■ AIM ■
A faithful transcription of all the data is required.

■ RAW RECORDS ■

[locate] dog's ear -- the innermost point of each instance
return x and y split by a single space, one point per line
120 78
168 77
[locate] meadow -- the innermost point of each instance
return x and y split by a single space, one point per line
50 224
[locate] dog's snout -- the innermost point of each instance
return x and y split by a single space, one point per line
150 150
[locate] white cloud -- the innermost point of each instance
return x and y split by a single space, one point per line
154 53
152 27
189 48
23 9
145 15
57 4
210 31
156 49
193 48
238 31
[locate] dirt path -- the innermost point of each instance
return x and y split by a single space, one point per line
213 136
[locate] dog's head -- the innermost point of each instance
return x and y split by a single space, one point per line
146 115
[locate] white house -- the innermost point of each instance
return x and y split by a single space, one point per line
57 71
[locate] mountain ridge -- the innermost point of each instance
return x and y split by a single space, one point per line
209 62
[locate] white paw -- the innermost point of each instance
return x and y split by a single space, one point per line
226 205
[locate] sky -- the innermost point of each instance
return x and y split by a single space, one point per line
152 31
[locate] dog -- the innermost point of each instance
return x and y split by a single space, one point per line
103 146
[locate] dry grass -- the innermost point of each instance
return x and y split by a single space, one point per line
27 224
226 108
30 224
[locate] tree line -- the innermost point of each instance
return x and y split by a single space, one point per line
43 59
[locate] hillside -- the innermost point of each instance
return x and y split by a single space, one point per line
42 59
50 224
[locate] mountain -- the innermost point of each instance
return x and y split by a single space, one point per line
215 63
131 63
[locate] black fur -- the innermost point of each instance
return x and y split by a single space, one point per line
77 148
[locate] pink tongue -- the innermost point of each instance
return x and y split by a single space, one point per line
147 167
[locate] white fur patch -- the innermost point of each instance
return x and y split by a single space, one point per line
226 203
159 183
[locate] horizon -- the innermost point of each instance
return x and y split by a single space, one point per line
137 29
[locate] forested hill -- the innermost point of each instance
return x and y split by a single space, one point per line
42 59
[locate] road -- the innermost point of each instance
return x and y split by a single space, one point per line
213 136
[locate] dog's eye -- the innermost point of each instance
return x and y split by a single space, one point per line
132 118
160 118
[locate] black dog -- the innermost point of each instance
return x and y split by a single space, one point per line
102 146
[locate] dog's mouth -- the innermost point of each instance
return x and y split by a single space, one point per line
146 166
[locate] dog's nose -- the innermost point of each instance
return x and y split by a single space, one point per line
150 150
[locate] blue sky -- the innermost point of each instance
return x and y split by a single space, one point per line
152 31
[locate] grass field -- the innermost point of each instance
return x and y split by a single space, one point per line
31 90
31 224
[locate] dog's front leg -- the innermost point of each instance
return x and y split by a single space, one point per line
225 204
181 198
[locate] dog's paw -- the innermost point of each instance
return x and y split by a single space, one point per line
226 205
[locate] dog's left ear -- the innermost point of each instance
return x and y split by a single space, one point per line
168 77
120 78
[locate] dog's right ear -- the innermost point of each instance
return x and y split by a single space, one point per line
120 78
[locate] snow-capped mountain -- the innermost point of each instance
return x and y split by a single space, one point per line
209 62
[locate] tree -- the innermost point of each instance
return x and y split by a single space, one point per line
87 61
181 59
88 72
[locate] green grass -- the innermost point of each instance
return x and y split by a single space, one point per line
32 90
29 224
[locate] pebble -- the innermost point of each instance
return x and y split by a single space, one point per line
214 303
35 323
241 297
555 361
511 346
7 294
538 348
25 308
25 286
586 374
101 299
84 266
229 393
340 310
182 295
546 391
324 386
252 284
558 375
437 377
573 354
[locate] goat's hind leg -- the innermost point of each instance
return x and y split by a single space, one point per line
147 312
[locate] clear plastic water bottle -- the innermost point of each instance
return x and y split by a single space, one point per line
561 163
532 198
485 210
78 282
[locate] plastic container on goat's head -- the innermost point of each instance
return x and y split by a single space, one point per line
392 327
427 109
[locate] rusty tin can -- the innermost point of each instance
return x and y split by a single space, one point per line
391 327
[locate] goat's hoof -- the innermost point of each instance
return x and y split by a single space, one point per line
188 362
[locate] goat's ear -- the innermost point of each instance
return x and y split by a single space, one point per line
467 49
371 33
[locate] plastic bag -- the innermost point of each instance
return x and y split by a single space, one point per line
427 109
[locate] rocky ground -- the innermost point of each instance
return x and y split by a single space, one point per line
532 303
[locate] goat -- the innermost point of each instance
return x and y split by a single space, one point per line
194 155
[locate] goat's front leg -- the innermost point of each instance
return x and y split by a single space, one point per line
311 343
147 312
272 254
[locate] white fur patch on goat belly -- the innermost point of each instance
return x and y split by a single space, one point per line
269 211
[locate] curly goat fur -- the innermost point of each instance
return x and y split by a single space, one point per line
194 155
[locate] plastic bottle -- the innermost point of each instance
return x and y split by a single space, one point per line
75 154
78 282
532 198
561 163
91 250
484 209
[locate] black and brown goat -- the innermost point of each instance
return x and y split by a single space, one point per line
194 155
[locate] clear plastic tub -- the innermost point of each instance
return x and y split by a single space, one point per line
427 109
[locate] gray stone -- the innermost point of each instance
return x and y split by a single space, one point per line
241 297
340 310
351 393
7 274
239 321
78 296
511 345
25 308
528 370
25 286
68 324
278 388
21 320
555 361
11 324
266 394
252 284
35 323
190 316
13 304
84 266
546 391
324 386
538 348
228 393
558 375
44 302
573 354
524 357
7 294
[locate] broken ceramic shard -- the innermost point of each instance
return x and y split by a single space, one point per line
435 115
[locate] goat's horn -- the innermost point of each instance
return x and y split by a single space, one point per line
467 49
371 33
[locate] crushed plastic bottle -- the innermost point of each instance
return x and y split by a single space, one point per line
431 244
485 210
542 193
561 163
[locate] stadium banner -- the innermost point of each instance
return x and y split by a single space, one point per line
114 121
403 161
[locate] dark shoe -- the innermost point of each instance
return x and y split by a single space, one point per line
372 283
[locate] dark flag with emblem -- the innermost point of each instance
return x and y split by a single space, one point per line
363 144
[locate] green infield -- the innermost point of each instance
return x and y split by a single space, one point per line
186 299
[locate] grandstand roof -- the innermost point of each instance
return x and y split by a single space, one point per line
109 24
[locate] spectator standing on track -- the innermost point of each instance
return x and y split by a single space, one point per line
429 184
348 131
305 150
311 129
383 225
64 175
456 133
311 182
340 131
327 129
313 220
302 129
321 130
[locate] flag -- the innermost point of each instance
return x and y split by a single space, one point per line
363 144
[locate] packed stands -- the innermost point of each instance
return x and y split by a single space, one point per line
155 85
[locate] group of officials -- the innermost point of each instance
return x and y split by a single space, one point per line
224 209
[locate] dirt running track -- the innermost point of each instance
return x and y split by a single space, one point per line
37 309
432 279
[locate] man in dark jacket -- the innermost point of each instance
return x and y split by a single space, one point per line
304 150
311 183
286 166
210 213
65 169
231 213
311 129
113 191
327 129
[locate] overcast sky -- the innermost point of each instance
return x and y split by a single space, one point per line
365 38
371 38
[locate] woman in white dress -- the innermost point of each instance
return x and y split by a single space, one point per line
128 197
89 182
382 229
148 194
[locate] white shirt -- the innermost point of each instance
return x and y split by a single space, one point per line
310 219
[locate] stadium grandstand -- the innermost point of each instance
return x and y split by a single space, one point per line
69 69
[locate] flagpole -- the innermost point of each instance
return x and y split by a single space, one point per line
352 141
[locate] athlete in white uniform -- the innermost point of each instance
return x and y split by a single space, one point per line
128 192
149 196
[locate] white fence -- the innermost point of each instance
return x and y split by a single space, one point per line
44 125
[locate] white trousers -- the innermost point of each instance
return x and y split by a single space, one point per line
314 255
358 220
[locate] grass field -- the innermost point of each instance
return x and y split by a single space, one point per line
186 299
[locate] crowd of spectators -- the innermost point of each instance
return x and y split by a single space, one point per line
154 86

■ SOLUTION TO THE PROBLEM ■
[locate] dog's ear -- the innermost point of each instance
return x and y split by a single space, one point per line
120 78
168 77
[locate] meadow -- the innermost point of each instance
return x and y split by a single space, one point per line
50 224
[locate] dog's snout -- the innermost point of each instance
return x and y split by a single space, one point per line
150 150
[locate] white cloud -- the innermost point of each instance
return x and y split by a single space, one point per line
154 53
152 27
189 48
23 9
145 15
57 4
210 31
156 49
193 48
238 31
[locate] dirt path -- the innermost point of each instance
return x and y split by a single space, one point per line
213 136
[locate] dog's head -- the innermost point of each instance
return x and y split by a single space, one point per line
146 115
[locate] white house -- the innermost point of each instance
return x and y split by a single space, one point per line
57 71
[locate] mountain ridge -- the innermost point of each instance
return x and y split by a single space, one point per line
209 62
[locate] white paw -- the innermost point of each instance
return x and y split by a single space, one point per line
226 205
[locate] sky -- the innermost point of each instance
return x and y split by a single space, one point per line
152 31
[locate] dog -- the innermost point of each instance
return x and y split by a single space, one point per line
103 146
[locate] dry grass -- the innermost point of each instance
return x and y split by a single space, one point per line
27 224
226 108
30 224
[locate] tree line -- the innermost point of each instance
return x and y split by a single space, one point per line
43 59
[locate] hillside -- the innermost point of each instance
return x and y split by a single space, one point per line
42 59
50 224
[locate] mountain -- the innermost point of each instance
return x and y split by a single space, one point per line
215 63
131 63
[locate] black fur -- the innermost point of each instance
return x and y split by a single space, one point per line
77 148
[locate] pink tongue -- the innermost point of each instance
return x and y split by a single space, one point per line
147 167
[locate] white fur patch -- the innermost point of each instance
return x and y split by a single space, one point per line
226 203
159 183
[locate] horizon -- the innermost point of each instance
return x and y split by a single space, one point per line
137 29
[locate] forested hill -- the innermost point of each instance
return x and y split by a single space, one point per line
42 59
[locate] road -- the innermost point of each instance
return x and y split by a single space, one point per line
213 136
[locate] dog's eye -- the innermost point of each instance
return x and y split by a single space, one point per line
132 118
160 118
[locate] black dog -- the innermost point of each instance
return x and y split by a single space, one point per line
102 146
[locate] dog's mouth -- the innermost point of each instance
return x and y split by a single space, one point per line
146 166
[locate] dog's nose -- the innermost point of each instance
return x and y split by a single space, one point per line
150 150
[locate] blue sky -- the innermost point of each instance
return x and y split by a single space, one point per line
152 31
[locate] grass field -- the innermost point of each instance
return x and y split by a single space, one point per line
31 90
31 224
[locate] dog's front leg -- the innermost point of each instance
return x and y split by a single space, one point per line
225 204
181 198
[locate] dog's paw -- the innermost point of each instance
return x and y split by a single space, one point per line
226 205
[locate] dog's left ear -- the innermost point of each instance
return x and y split by a single space, one point per line
168 77
120 78
[locate] dog's right ear -- the innermost point of each instance
return x and y split by a single space, one point per line
120 78
[locate] snow-capped mountain -- the innermost point of each instance
return x and y split by a single space, one point per line
209 62
[locate] tree -- the innermost point of each instance
return x and y split by a single space, one point per line
87 61
181 59
88 72
[locate] green grass -- the innermost point of each instance
return x and y split by a single space, one point per line
32 90
29 224
[locate] pebble -- the innermost point of each instance
return x and y split by a single space, one point per line
214 303
35 323
241 297
555 361
511 346
7 294
538 348
25 308
25 286
586 374
101 299
84 266
229 393
340 310
182 295
546 391
324 386
252 284
558 375
437 377
573 354
[locate] goat's hind leg -- the innermost point of each instance
return x and y split by a single space, one point per line
147 312
[locate] clear plastic water bottle -- the innermost point of each instance
return x and y split by a single space, one point per line
561 163
532 198
485 210
78 282
[locate] plastic container on goat's head -- the innermost point of each instance
return x and y split by a single space, one point per line
392 327
427 109
[locate] rusty tin can -- the innermost point of each instance
return x and y split by a single space, one point per line
391 327
[locate] goat's hoof -- the innermost point of each instance
return x and y split by a single space, one point per line
188 362
[locate] goat's ear -- the innermost point of each instance
return x and y split by a single space, one point per line
467 49
371 33
[locate] plastic bag -- the innermost point of each instance
return x and y split by a single space, one point per line
427 109
[locate] rocky ground -- the innermost point of each instance
return x and y split by a single space, one point per line
532 303
[locate] goat -- the innermost point of each instance
return x and y split by a single space, one point per line
194 155
[locate] goat's front leg -- the innermost point of each instance
return x and y split by a single space, one point per line
311 343
147 312
272 254
[locate] white fur patch on goat belly -- the innermost point of each instance
return x and y split by a single space, one point per line
269 211
[locate] curly goat fur -- the innermost point of each instance
return x and y split by a single space, one point per line
194 155
[locate] plastic bottle -- the innermost point of each instance
return x and y split by a single space, one point per line
75 154
78 282
532 198
561 163
91 250
484 209
[locate] black and brown goat -- the innermost point of each instance
return x and y split by a single space, one point per line
194 155
[locate] clear plastic tub -- the innermost point of each instance
return x and y split by a single space, one point per line
427 109
[locate] gray stone -- the innermost point of each instance
return x and y split by a single space, one point per line
241 297
340 310
351 393
7 274
239 321
78 296
511 345
25 308
528 370
25 286
68 324
278 388
21 320
555 361
11 324
266 394
252 284
35 323
190 316
13 304
84 266
546 391
324 386
538 348
228 393
558 375
44 302
573 354
524 357
7 294
[locate] broken ceramic shard -- the innermost point of each instance
return x and y split by a single space, one point per line
435 115
[locate] goat's horn -- the innermost point of each instance
return x and y split by a single space, one point per line
467 49
371 33
[locate] crushed plastic bottle -- the innermost point of each instance
return x and y split by a single space, one point per line
431 244
485 210
542 193
561 163
[locate] stadium banner -- the innermost point of each instance
return x and y split by a single space, one point per line
114 121
403 161
[locate] dark shoe -- the innermost point of each instance
return x and y split by a single space, one point per line
372 283
[locate] dark flag with emblem -- the innermost point of each instance
return x and y split by a single space, one point per line
363 144
[locate] green infield -- the innermost point of each instance
return x and y split by a single space, one point per line
186 299
[locate] grandstand roof -- the innermost point of each instance
return x and y split by a single space, one point per line
109 24
[locate] spectator standing on track -- the innermost point of each instance
return x and y split by a single space, one point per line
429 184
348 131
305 150
311 129
383 225
64 175
456 133
311 182
340 131
327 129
313 220
302 129
321 130
[locate] flag -- the innermost point of each instance
return x and y split by a single space, one point per line
363 144
[locate] packed stands -- the innermost point of each instance
return x and y split by a single space, one point per line
155 85
[locate] group of officials -- the innermost point of each instance
return x and y split by a single space, one point per line
224 209
[locate] dirt running track -- the innermost point of each instance
return x and y split by a single space, one point per line
37 309
432 279
[locate] man in dark jacket -- the innermost point of each instance
return x and y split by a single space, one point per line
304 150
311 183
286 166
210 213
65 169
231 213
311 129
113 191
327 129
[locate] overcast sky -- the innermost point of each instance
return x and y split by a single space, one point per line
365 38
371 38
[locate] woman in white dress -- the innermost point of each instance
return x and y split by a single space, one point per line
128 197
89 182
382 229
148 194
[locate] white shirt -- the innermost point of each instance
return x and y split by a single space, one point per line
310 219
[locate] stadium grandstand -- the innermost point of each instance
return x and y split by a single space, one point per line
69 69
[locate] flagpole -- the innermost point of each instance
return x and y split by a single space, one point per line
352 141
[locate] athlete in white uniform -- the innermost point of each instance
return x and y split by a single space, one point per line
128 192
149 196
[locate] white fence -- the innermost point of each instance
return x and y split by a single space, one point per line
44 125
[locate] white trousers -- the innermost point of each instance
return x and y split by a single space, one point per line
314 255
358 220
[locate] grass field -- the innermost point of each instance
return x and y split by a single space, one point per line
186 299
[locate] crowd of spectators -- the innermost point of each instance
return x and y split by a single space, one point per line
154 86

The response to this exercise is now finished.